▶ **WHAT TO WORK ON**: Among the entries, which lines carry the string "jeans"? Copy each of them.
++++ INFORMATION PROVIDED ++++
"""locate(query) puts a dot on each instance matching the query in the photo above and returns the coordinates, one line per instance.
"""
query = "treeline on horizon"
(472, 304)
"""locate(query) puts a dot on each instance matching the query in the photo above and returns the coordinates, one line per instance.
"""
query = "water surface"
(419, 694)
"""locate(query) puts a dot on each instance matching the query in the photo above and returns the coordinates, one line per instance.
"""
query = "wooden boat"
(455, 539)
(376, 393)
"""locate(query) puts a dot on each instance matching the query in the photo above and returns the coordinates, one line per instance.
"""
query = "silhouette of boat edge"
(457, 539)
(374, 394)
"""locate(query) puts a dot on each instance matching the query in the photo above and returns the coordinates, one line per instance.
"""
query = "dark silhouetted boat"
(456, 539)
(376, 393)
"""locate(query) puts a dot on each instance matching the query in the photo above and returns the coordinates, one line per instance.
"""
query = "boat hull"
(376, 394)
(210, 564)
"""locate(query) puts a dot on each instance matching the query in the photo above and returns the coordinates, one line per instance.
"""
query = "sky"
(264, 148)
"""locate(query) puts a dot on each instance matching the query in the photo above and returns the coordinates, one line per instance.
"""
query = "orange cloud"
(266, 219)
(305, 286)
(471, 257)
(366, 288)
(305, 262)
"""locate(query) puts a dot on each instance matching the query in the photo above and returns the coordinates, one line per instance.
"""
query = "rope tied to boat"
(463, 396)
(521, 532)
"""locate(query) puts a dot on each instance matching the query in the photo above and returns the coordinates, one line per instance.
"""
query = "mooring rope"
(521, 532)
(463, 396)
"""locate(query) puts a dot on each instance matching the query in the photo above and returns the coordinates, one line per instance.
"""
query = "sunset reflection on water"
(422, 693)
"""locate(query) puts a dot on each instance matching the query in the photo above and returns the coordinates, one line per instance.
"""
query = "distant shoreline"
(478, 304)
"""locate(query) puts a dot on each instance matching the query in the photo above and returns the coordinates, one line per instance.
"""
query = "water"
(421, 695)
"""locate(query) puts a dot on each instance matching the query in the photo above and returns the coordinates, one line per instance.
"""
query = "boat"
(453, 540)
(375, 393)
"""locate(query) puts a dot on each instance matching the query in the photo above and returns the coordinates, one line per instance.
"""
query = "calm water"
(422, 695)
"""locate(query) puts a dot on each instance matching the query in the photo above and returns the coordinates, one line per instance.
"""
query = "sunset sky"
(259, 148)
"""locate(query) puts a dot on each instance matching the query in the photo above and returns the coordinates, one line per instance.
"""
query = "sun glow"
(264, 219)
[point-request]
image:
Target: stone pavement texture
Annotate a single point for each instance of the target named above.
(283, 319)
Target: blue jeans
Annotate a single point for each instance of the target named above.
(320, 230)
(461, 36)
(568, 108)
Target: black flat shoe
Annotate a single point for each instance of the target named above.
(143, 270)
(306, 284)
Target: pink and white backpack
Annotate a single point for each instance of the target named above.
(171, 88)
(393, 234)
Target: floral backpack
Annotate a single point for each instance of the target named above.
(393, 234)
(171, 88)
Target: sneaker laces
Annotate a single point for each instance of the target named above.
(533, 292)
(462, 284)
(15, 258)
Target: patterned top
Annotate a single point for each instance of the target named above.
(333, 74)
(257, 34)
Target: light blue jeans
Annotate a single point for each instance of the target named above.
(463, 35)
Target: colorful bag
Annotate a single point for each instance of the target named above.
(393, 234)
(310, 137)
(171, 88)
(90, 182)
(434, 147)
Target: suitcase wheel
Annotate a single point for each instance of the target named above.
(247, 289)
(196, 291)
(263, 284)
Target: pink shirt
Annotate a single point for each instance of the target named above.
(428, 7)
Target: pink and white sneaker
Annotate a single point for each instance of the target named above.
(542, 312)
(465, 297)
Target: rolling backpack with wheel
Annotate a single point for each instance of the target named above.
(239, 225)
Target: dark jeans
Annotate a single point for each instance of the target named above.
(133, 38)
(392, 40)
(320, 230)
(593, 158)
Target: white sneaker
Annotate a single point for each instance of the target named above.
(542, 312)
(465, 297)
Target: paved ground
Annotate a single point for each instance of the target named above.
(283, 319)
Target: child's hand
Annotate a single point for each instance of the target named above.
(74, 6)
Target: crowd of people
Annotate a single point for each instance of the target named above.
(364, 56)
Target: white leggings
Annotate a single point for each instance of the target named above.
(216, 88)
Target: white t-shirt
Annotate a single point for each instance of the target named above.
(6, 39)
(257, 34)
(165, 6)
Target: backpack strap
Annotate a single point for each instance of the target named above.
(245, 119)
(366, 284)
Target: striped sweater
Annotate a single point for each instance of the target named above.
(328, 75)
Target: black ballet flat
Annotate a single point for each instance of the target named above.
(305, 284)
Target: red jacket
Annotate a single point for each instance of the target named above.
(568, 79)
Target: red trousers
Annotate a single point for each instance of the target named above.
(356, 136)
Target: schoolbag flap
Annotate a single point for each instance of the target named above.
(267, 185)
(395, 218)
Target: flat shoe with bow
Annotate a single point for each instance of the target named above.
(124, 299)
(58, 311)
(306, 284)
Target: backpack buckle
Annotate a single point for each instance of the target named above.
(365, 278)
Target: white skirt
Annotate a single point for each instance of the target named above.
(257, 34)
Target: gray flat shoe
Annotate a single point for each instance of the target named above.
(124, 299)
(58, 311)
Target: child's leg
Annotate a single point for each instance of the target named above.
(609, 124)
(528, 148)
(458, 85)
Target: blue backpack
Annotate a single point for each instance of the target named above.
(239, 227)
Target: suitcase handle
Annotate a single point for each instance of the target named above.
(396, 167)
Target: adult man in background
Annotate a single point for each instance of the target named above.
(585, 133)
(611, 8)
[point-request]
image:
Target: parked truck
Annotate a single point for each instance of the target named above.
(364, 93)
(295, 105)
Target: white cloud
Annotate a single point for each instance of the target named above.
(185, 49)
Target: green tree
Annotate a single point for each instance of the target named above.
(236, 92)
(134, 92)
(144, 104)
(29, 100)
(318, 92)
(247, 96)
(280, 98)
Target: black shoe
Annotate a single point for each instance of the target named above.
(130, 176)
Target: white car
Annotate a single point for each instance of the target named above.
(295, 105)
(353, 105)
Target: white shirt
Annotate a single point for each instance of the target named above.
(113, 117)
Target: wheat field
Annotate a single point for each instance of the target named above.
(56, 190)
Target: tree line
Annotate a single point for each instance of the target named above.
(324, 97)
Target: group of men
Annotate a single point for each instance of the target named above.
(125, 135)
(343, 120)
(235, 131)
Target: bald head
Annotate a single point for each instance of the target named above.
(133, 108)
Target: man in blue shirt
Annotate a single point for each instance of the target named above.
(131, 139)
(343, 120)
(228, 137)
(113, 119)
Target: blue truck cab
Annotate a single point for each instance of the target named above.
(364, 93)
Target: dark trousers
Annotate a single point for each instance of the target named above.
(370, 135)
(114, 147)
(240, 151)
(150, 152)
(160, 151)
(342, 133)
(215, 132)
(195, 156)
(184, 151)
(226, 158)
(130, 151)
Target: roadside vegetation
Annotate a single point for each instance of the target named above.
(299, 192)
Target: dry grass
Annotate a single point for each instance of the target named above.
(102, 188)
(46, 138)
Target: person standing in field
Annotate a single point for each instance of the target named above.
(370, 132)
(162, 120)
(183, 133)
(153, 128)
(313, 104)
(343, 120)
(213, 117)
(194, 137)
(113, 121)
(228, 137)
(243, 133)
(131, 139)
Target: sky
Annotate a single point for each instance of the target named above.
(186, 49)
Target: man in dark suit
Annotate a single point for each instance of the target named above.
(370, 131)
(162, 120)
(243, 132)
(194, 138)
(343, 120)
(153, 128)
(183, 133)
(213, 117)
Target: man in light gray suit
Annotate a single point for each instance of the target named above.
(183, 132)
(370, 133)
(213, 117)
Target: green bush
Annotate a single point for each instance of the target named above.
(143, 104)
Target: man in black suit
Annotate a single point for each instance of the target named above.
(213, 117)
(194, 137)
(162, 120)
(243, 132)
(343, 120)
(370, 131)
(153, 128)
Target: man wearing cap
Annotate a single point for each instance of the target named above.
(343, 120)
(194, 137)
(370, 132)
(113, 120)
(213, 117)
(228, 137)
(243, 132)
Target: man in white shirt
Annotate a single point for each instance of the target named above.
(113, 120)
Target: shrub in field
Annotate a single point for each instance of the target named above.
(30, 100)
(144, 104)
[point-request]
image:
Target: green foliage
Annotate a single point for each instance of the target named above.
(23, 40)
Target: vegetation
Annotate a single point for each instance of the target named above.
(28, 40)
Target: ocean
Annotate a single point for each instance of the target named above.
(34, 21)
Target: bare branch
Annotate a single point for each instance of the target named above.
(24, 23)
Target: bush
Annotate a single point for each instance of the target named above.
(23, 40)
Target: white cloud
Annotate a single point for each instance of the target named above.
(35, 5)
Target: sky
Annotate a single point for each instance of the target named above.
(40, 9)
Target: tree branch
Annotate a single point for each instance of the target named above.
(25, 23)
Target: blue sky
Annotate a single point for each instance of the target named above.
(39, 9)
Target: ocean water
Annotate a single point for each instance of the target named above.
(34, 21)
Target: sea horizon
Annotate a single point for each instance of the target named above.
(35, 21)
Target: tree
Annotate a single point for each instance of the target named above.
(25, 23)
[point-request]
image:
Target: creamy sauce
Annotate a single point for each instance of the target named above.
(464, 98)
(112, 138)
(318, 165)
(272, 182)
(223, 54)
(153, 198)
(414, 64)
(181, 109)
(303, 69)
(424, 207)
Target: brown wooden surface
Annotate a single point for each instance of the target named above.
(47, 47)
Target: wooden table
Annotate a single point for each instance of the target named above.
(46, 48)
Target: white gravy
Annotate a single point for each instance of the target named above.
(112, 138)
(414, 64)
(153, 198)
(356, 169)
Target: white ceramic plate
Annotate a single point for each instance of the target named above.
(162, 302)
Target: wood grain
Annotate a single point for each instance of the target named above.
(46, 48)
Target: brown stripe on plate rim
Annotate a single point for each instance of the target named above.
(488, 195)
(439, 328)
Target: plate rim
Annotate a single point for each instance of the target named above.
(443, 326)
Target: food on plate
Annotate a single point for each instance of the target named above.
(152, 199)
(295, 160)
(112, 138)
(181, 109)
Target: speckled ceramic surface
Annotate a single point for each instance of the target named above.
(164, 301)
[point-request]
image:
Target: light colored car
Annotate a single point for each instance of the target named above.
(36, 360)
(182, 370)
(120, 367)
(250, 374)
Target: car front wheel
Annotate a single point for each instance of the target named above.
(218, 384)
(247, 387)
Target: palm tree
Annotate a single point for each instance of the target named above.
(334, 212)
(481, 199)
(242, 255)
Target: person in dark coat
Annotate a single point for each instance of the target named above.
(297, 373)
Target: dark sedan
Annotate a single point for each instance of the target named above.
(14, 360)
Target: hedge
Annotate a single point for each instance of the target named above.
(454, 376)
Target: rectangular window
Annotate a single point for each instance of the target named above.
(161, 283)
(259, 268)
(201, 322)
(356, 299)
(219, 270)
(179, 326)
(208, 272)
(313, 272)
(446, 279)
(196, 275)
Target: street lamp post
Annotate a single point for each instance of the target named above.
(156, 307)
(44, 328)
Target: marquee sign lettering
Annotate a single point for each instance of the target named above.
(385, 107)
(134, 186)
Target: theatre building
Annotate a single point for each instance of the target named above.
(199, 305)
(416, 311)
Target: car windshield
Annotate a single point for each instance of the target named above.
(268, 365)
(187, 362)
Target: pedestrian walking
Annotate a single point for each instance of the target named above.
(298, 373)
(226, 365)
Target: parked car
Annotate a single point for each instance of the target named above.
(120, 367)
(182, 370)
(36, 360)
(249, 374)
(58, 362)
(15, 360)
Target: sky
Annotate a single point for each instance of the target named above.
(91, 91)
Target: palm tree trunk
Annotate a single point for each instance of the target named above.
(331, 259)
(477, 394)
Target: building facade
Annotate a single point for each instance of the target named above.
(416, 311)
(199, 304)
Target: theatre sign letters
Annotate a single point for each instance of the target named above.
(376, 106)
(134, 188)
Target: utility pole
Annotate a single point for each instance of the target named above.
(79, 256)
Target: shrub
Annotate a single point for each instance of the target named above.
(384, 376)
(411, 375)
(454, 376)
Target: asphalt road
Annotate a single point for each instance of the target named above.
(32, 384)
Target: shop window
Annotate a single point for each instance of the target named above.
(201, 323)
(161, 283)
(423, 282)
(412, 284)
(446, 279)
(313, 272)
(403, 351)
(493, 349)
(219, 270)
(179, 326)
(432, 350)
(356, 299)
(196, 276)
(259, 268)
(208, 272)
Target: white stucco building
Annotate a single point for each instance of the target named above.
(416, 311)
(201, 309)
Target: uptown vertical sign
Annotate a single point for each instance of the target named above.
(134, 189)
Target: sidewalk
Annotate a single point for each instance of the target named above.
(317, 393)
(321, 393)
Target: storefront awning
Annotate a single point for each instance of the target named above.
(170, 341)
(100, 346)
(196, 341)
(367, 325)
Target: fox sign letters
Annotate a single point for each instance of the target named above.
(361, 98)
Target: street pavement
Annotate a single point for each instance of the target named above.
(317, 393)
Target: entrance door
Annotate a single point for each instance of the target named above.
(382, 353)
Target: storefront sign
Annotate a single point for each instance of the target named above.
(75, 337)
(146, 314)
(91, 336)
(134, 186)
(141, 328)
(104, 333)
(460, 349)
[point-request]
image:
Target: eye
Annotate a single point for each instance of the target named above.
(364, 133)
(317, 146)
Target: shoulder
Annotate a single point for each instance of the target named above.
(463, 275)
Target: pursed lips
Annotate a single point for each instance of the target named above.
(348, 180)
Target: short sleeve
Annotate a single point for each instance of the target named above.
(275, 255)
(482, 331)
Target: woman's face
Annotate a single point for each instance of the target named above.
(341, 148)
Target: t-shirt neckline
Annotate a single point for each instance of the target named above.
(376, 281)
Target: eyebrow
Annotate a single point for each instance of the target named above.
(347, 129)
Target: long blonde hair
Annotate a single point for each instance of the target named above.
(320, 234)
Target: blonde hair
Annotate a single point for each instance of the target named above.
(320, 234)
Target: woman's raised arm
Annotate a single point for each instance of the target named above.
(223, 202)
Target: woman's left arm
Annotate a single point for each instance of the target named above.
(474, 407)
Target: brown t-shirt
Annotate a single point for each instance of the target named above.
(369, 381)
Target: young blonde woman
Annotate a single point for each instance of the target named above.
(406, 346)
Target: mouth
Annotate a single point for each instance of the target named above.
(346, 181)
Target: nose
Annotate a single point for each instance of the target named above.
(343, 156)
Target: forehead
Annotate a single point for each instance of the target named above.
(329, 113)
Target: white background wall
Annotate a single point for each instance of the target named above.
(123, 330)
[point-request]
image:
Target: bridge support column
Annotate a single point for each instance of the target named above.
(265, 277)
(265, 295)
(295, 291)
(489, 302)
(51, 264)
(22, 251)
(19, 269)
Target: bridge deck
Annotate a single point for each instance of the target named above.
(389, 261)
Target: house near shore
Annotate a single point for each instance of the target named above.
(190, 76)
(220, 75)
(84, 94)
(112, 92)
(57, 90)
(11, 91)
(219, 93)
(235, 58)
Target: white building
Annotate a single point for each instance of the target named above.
++++
▶ **THE ANSWER**:
Target: blue jeans
Target: light blue jeans
Target: dark jeans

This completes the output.